What is needed:
With the pictures removed, retype the lines from the one holding "Labeling rule: each instance of the ski slope" through the end of the records, exactly as written.
== == ==
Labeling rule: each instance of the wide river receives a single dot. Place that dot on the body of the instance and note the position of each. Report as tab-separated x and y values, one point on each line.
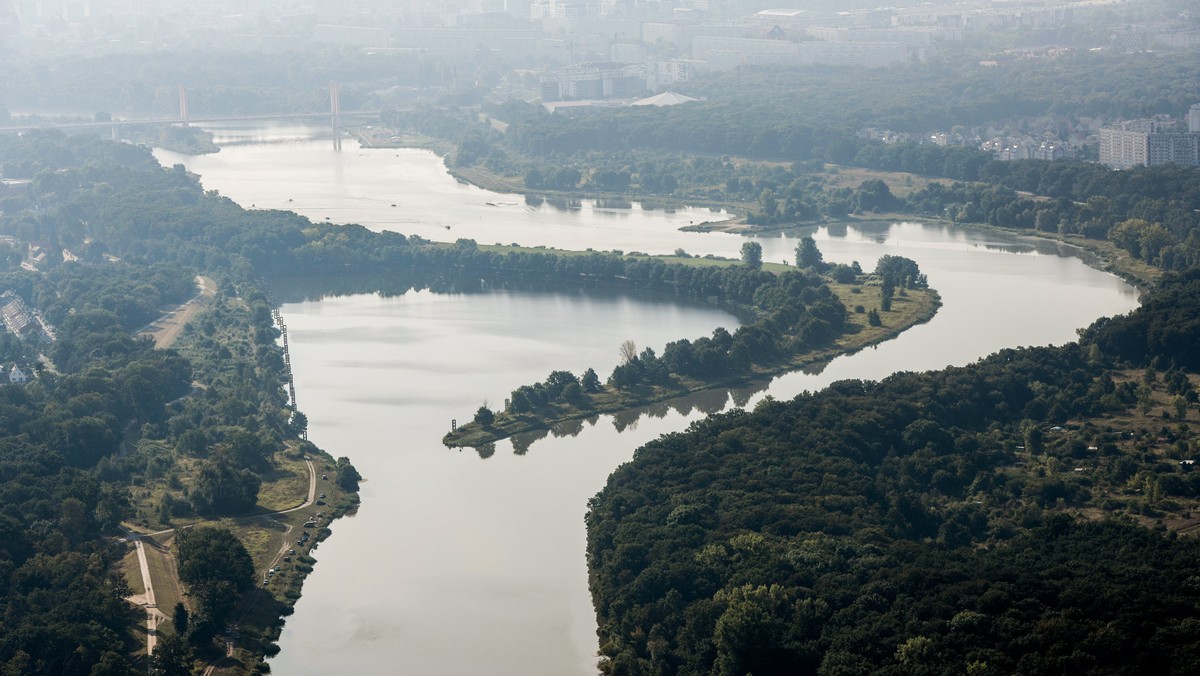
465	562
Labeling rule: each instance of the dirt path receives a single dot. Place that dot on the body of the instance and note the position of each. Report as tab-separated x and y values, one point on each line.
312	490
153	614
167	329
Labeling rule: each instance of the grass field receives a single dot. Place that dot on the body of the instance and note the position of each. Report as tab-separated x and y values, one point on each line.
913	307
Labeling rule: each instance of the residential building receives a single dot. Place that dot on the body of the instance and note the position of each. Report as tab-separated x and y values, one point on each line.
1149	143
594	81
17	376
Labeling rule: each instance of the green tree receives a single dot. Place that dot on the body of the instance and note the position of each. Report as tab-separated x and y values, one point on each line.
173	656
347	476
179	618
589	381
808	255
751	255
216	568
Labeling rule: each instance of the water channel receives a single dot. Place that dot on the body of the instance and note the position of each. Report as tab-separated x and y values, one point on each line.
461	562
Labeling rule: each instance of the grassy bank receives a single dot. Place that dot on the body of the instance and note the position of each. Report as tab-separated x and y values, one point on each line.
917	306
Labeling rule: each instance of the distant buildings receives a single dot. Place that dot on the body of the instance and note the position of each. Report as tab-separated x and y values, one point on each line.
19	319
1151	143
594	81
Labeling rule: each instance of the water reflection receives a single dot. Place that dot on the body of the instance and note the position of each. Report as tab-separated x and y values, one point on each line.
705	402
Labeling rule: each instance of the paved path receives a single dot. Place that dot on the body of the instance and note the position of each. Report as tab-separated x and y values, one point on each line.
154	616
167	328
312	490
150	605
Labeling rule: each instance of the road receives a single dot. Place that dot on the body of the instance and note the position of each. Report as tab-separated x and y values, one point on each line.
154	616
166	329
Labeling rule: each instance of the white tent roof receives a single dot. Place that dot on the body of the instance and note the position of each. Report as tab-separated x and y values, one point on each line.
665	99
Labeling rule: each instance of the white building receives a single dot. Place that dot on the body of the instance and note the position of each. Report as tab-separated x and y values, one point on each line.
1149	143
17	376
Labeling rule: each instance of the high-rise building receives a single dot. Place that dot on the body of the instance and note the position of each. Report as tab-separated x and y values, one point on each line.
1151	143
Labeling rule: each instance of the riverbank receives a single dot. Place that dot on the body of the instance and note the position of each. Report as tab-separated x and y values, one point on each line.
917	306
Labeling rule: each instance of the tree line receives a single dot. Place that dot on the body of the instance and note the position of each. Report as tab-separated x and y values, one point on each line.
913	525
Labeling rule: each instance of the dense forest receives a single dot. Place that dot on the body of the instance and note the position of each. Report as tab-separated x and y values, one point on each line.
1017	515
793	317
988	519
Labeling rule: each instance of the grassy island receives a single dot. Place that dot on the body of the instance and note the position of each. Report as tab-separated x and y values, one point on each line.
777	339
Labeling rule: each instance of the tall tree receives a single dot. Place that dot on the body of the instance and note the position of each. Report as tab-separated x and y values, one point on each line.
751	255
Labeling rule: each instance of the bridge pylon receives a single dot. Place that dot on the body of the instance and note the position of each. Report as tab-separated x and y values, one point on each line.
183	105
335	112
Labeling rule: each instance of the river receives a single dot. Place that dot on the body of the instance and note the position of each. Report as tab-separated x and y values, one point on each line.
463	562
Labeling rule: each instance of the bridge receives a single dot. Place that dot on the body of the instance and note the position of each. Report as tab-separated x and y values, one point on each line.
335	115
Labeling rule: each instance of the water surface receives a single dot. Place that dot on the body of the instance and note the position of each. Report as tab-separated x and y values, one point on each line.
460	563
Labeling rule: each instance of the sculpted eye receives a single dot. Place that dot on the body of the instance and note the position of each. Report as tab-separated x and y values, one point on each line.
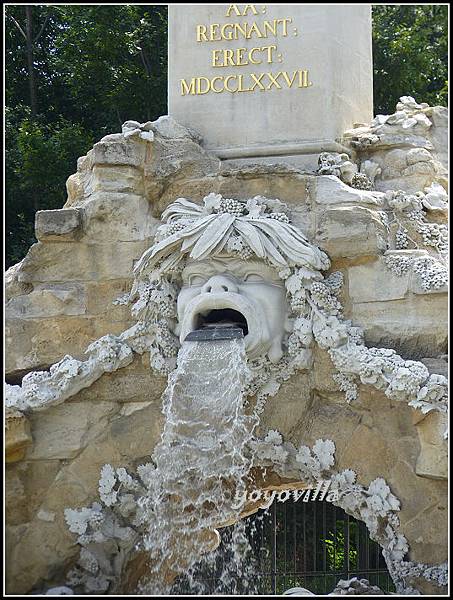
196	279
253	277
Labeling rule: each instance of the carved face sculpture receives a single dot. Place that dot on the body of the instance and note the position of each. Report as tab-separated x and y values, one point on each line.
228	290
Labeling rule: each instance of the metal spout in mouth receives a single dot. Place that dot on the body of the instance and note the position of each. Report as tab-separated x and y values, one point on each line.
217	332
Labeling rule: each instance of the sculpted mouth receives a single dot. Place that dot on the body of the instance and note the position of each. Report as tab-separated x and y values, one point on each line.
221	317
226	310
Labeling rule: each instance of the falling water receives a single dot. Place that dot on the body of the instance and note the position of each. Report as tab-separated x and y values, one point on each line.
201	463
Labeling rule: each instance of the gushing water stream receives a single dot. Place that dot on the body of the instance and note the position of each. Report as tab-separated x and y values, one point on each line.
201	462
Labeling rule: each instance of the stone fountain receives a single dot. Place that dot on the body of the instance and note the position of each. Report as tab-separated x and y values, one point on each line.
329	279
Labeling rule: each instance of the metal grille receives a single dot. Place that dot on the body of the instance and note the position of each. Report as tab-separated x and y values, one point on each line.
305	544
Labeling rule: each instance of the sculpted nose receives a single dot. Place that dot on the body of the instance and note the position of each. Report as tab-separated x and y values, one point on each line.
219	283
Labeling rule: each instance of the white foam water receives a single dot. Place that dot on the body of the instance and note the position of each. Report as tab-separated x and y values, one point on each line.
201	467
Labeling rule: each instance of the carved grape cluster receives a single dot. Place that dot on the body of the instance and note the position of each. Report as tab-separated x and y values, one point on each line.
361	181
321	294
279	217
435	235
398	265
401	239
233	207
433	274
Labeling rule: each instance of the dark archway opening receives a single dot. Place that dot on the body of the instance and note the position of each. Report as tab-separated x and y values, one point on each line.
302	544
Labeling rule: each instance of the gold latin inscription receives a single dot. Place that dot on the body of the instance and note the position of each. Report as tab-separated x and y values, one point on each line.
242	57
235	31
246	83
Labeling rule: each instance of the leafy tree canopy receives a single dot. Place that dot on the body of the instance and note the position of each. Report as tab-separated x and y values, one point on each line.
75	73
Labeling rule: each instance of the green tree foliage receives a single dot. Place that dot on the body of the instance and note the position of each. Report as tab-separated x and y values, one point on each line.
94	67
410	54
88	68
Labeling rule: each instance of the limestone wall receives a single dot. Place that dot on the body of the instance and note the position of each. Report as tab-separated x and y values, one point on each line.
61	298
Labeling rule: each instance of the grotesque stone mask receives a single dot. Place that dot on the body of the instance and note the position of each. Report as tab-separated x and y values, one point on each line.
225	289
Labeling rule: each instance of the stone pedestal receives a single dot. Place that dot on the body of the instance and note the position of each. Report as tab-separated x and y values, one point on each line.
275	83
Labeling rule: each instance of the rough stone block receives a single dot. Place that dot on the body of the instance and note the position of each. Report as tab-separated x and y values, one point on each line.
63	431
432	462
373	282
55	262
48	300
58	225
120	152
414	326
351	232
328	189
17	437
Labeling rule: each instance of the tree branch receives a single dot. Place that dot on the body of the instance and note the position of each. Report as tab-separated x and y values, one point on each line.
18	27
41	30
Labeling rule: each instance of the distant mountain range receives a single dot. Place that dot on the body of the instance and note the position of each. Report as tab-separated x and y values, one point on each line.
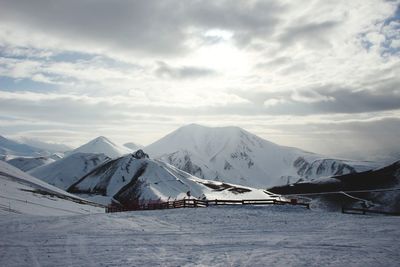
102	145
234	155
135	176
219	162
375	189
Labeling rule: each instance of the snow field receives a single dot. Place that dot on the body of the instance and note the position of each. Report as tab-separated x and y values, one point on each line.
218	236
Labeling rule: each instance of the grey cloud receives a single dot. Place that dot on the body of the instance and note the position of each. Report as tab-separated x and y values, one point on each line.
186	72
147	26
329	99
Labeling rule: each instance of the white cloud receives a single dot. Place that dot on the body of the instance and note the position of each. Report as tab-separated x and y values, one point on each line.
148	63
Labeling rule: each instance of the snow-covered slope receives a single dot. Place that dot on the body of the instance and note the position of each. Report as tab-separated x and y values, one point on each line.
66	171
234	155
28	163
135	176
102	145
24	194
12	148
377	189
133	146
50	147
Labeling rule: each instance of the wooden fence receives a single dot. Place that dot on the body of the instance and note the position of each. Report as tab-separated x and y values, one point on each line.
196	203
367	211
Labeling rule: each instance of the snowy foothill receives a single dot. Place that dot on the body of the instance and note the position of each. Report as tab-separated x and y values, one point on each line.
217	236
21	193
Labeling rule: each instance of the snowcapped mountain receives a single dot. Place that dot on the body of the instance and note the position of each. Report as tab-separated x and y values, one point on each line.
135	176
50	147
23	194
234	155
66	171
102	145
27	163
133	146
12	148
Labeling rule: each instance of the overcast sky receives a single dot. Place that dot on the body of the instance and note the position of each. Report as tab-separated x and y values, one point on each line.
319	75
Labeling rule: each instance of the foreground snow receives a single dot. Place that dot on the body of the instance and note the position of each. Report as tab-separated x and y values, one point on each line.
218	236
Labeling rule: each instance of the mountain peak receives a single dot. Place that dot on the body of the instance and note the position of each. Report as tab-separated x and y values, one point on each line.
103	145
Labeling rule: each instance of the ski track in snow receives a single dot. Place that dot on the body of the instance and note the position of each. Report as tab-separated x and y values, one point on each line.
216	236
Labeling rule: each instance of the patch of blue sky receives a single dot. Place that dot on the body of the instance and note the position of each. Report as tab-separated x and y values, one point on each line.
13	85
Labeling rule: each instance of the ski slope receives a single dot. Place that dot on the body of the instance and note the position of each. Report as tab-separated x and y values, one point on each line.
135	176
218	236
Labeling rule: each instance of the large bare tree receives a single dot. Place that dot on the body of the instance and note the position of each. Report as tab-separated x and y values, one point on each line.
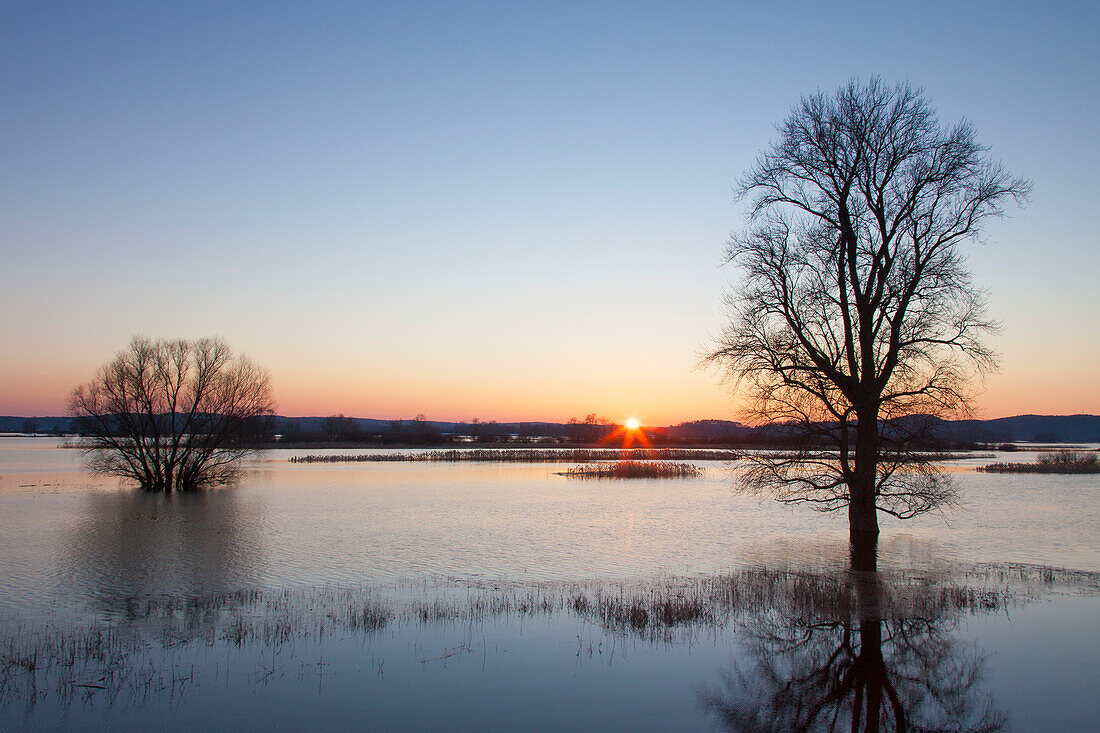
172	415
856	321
== == ==
Your solution:
Labeling rule: each instance of the ski slope receives a single dot. Place that dot on the body of the instance and note the position of each. Report as tab-separated x and y values, one point on each line.
135	176
218	236
Labeling rule: each instance of the large bare tree receives a single dot. Place that dot on the body of the instance and note the position of each. Report as tab-separated x and y values, one point on each line.
172	415
856	321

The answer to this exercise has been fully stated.